Its audience is not only the individuals but also the professionals such as the bankers, fund managers, the companies’ executives, the academic people and the like. Some of the audience may make decisions to sell or buy the stocks or the foreign currencies, and demand quick information. In response to this demand, for example, Reuters has started to provide the electric machines which show not only the business/ financial news but also the economic indexes on the screen all at once (Hargreaves 2005: 106). This will be the risk to change business/financial journalism into information service provider business.

 

2-2-3. Problems of Business/Financial Journalism

One of the problems of the business/financial journalism is to fail to draw a big picture of the story. Davis discusses “business news will always follow corporate agendas and ignore non-corporate interests” (2000: 286). The agenda tends to focus on financial issues too much. Hargreaves, who has experience working for the Financial Times for fifteen years, confesses its characteristics as “the atmosphere was intellectually bracing and wonderfully international. But it could also be deadeningly narrow” (Hargreaves 2005: 90).

 

Another problem is that the business/financial journalism misses to predict and warn future incidents, and contributes to economic boom. According to Uskali, the reason is “the business journalists need to find ‘scoops’ in order to satisfy their paying customers”. Their sources are the analysts and investors who judge the trend quickly and roughly and invest based on their assumption. He argues that the business/financial journalism is influenced by the sources’ framework. In addition, “weak signals” which alarm the potential risk in the future are hard to detect for the journalists because “they[weak signals] are uncertain and irrational” (2005: 6).

 

The bankruptcy of Enron and the collapse of ‘the dotcom bubble’ in the United States are the examples of the business/financial journalism’s failure to alert the potential risks of those companies’ management style to citizens. Hargreaves introduces the comments of Richard Lambert, the editor of the Financial Times throughout the nineties which says “The Enron affair reveals something about the culture of business journalism”. According to Lambert’s reflection, there are three reasons of the failure to find out the problems: too much influence from the big financial institutions which rated Enron positively, too much concerned with personalities rather than deep analysis, and companies’ lack of transparency and the strict libel law which protect them (2005: 107).

 

Longman analyses there are six problems in the business/financial journalism which allowed Enron’s fraud and the dotcom bubble. Firstly, many business journalists had little self-consciousness about lack of enthusiasm on business issues. Some journalists cared about the salaries, and that was why they chose the job. Secondly, those companies were not only news sources for journalists but also the advertisers. Business/financial publications were financially supported by advertisers. This would be the pressure not to criticise them. Thirdly, the journalists did not have enough knowledge about the business and the skill to analyse companies in terms of their financial situation. It made them depend on expert sources and fail to have the objective point of view. Fourthly, the news organisations became a part of conglomeration and this “many of the biggest business stories involve media companies themselves” (2002: 21). This would affect the lack of neutrality in news selection or judgement of news value. Fifthly, the rise of public relations was systematically successful to block journalists to contact with executives directly who were the actual players of the stories. Lastly, the restructuring of news organisation such as lay-offs and cutting the budgets affected the number of resources to cover the business news. This led to the lack of enough time for journalists to detect problems.

- [SOURCE DATA]

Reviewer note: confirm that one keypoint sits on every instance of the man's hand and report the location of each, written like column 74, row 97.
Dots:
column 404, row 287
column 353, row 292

- [EXERCISE TASK] In the excerpt on business and financial journalism, how many years had Hargreaves worked for the Financial Times?

- [RESPONSE FOR THIS EXERCISE] Fifteen years.